* [Vorliegender Text]
———
Du musst im Android SDK die Lizenzbedingungen akzeptieren.
Wenn Du den link in dem Fenster ("Install missing SDK package(s)") anklickst, dann kommst evtl. direkt in den SDK Manager, in dem Du die Lizenzen akzeptieren und danach die fehlenden Pakete installieren kannst.


----------



## kneitzel (2. Mai 2019)

Wenn Du über diesen Link nicht zum SDK Manager kommst:
Wenn ein Projekt geöffnet ist, sollte Tools -> SDK Manager den SDK Manager öffnen.

Wenn kein Projekt geöffnet ist, dann kannst du in dem kleinen Fenster auf Configure -> SDK Manager gehen.


----------



## steven789hjk543 (2. Mai 2019)

O.K.danke für deine Hilfe. Mache ich gleich später dann.


----------



## steven789hjk543 (3. Mai 2019)

kneitzel hat gesagt.:


> Wenn ein Projekt geöffnet ist, sollte Tools -> SDK Manager den SDK Manager öffnen.
> 
> Wenn kein Projekt geöffnet ist, dann kannst du in dem kleinen Fenster auf Configure -> SDK Manager gehen.


Habe jetzt neues ausprobiert und es funktionierte nicht. Will jetzt Android studio deinstallieren und noch einmal von chip runterladen. Vielleicht funktioniert das dann. Ich will später noch paar Screenshots posten. 
Das Problem war, dass ich diese stellen, wo man den lizenzvereinbarungen zustimmt, nicht gefunden habe. 
Habe nebenbei noch einmal Android sdk runter geladen und bei der Installation stand, dass sie kein java sdk fänden. Dann habe ich versucht Umgebungsvariablen zu setzen an der jdk-Speicherplatz, (JAVA_HOME), aber ging nicht, vielleicht weil ich auch nicht wusste, was man bei Wert eintragen muss. Habe dann einfach “java“ reingeschrieben. Ist echt nervig, wenn man einfach keinen Erfolg hat. Ich werde jetzt mal versuchen, etwas im Pascal-emulator zu programmieren.


----------



## mihe7 (3. Mai 2019)

steven789hjk543 hat gesagt.:


> Will jetzt Android studio deinstallieren und noch einmal von chip runterladen.


Wieso von Chip und nicht von der Android-Website?!? https://developer.android.com/studio 



steven789hjk543 hat gesagt.:


> Dann habe ich versucht Umgebungsvariablen zu setzen an der jdk-Speicherplatz, (JAVA_HOME), aber ging nicht, vielleicht weil ich auch nicht wusste, was man bei Wert eintragen muss. Habe dann einfach “java“ reingeschrieben


Den Pfad zum JDK.
———
* [Aufgaben]
a: Welche Benutzernamen stehen im Forumsthread zum Android SDK als Überschrift über einem Beitrag? Nenne jeden Namen einmal.
b: Setze den Forumsthread zum Android SDK im Anschluss an den Satz „Den Pfad zum JDK.“ fort.
———
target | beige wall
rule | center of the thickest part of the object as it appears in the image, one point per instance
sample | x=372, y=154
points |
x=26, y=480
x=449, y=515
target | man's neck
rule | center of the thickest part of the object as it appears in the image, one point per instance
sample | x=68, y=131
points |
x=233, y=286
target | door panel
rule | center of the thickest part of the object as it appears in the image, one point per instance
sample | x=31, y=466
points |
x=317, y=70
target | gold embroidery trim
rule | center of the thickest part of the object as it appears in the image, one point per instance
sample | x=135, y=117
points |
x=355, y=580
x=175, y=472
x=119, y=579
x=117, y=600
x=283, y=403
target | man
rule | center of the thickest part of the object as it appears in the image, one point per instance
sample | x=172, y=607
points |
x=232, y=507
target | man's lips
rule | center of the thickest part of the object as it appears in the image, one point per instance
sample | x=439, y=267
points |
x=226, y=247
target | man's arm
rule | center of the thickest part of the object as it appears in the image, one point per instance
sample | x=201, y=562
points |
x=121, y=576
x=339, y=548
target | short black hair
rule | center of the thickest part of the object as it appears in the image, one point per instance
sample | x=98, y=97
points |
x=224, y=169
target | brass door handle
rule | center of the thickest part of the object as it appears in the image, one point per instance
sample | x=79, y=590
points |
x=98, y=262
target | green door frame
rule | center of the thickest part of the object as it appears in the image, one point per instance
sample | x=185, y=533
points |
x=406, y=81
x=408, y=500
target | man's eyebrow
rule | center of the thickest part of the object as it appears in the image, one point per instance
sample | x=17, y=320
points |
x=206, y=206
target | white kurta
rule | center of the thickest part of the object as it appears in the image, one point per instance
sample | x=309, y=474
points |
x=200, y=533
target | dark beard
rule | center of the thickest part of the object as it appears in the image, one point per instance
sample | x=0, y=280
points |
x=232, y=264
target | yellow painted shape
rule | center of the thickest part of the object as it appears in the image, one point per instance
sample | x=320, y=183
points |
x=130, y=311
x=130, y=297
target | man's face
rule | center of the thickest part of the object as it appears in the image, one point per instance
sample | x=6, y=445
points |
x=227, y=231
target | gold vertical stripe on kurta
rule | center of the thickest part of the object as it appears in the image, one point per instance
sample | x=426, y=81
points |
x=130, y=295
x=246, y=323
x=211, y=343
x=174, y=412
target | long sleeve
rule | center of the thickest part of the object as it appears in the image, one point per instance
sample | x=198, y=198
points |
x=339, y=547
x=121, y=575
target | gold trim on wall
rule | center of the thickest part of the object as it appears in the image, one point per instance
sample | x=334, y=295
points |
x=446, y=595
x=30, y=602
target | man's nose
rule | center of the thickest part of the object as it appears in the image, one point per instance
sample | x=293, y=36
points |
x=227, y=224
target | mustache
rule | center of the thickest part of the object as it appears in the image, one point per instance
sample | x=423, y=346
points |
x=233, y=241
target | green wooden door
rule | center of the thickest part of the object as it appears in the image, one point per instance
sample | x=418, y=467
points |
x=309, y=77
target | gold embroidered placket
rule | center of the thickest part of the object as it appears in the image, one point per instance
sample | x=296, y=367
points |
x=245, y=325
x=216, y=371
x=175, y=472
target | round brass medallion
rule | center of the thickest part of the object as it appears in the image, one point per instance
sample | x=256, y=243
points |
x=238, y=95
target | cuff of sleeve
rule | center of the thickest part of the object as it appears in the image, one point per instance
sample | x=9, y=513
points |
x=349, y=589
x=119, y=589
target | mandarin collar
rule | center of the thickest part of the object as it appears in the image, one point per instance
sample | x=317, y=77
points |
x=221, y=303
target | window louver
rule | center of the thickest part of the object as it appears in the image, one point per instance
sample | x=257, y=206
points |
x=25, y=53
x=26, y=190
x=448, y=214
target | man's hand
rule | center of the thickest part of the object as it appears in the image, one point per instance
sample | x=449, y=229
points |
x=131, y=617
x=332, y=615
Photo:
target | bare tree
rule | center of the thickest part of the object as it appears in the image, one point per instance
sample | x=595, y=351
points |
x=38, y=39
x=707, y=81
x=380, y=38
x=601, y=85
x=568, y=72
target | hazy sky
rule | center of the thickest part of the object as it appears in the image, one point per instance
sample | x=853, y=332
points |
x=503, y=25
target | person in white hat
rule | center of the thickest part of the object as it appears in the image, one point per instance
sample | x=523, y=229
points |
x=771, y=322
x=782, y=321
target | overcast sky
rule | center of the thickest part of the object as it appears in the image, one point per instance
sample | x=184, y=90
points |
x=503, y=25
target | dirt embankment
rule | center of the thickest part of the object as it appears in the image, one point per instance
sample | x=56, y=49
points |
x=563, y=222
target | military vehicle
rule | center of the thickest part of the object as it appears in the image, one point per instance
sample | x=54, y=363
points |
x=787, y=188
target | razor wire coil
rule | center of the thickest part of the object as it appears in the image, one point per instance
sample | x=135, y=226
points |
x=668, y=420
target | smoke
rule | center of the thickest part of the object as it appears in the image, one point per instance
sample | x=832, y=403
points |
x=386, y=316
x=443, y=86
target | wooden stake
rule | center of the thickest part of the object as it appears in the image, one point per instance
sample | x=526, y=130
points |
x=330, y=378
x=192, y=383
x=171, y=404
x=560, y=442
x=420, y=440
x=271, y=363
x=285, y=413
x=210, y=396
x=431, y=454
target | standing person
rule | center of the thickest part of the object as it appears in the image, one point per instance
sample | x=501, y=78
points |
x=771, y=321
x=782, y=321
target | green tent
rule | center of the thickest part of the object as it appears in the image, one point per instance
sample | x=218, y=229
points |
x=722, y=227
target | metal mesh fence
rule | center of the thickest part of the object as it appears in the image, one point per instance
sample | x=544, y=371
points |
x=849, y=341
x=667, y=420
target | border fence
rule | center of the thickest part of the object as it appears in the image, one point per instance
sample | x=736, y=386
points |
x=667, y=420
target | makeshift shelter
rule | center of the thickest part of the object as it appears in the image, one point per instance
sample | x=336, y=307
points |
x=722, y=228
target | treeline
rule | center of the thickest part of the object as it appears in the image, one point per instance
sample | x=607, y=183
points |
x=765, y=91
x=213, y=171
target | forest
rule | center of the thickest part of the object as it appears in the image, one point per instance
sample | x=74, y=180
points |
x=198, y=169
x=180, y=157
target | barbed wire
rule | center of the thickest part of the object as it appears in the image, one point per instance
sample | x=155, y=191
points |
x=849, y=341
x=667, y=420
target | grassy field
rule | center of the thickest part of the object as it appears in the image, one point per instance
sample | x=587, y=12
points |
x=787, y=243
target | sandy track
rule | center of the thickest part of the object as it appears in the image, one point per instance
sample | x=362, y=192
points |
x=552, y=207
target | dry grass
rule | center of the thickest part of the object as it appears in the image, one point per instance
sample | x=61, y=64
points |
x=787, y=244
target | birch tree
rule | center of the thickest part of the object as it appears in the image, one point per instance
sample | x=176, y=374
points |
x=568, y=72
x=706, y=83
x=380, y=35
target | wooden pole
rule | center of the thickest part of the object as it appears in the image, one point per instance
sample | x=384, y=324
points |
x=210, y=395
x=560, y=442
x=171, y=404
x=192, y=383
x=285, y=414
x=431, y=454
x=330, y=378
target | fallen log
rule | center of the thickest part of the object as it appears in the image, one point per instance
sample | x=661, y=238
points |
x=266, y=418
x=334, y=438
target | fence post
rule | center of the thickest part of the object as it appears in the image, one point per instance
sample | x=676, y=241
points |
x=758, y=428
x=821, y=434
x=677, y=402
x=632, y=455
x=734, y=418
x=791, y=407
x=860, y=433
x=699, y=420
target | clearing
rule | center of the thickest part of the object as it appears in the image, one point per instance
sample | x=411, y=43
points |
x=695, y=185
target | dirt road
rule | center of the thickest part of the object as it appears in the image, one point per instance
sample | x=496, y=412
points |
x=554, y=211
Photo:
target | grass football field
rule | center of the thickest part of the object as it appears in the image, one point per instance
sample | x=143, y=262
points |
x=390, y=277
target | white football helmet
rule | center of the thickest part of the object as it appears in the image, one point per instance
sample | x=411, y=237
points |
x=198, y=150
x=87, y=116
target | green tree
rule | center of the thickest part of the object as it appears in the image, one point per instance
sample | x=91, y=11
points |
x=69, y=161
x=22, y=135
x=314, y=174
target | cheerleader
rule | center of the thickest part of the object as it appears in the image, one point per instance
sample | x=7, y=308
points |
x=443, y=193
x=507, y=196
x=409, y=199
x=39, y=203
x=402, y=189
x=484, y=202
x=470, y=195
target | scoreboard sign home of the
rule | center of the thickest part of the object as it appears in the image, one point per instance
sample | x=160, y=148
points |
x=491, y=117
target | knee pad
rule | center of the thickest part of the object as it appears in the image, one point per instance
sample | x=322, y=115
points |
———
* [Lösungen]
a: kneitzel, steven789hjk543, mihe7

b:
----------



## kneitzel (3. Mai 2019)

Also bitte lade nichts von so dubiosen Drittseiten runter. (Ok, heise und chip sind nicht ganz so dubios, aber ich würde generell beim Anbieter laden! Also bei Android Studio ist dies: https://developer.android.com/studio)

Aber das sollte so auch nicht zwingend notwendig sein. Die Problematik wird evtl. erneut auftreten.

Der nächste Schritt wäre aus meiner Sicht, dann die Lizenzen auf der Kommandozeile anzunehmen. Dazu eine Eingabeaufforderung öffnen (cmd.exe starten) und dann in das Verzeichnis vom Android SDK wechseln. In Tools\bin rein.
Da dann aufrufen
sdkmanager --licenses
Und dann alle Lizenzen annehmen.


----------



## kneitzel (3. Mai 2019)

Ach ja - die Pfade für JDK und so kannst Du später im Android Studio konfigurieren. Ich meine, dass ich das beim erstellen eines neues Projektes gemacht habe. Da kann man das zu verwendende JDK wählen und in dem DropDown gab es auch New zum Anlegen... So musste ich in der Config die Stelle nicht suchen und finden


----------



## steven789hjk543 (3. Mai 2019)

Ich habe versucht Android studio von chip runter zu laden. Aber hat nach etwa 500 MByte aufgehört, weil anscheinend mein schnellsurfDatenVolumen fertig. Habe dann versucht Smartphone als mobiler Hotspot zu verwenden, aber der installer hat nicht weiter runtergeladen. 

Also ich habe jetzt echt keine Lust mehr auf Android studio und mache erst in etwa zehn Tagen oder so weiter. Stattdessen programmiere ich irgend etwas mit eclipse oder pascalemulator. Trotzdem danke für eure Hilfe bis jetzt.


----------



## Javinner (3. Mai 2019)

Zu Beginn wollte ich hier nur lesen, um zu sehen, ob sich gewisse Sachen grundlegend geändert haben. Nein haben sie nicht.. Dejavue..


----------



## mihe7 (3. Mai 2019)

Javinner hat gesagt.:


> Zu Beginn wollte ich hier nur lesen, um zu sehen, ob sich gewisse Sachen grundlegend geändert haben. Nein haben sie nicht.. Dejavue..


Wie meinen?


----------



## Javinner (3. Mai 2019)

Es gehört nicht in den Chat..


----------



## steven789hjk543 (3. Mai 2019)

Ich meine, ich habe einfach kein bock mehr drauf. Habe heute bei Media Markt angerufen und die haben mir die Service-Nummer von hp gegeben. Da ruf ich irgendwann mal an und die sollen mir sagen, warum Android studio bei mir nicht funktioniert.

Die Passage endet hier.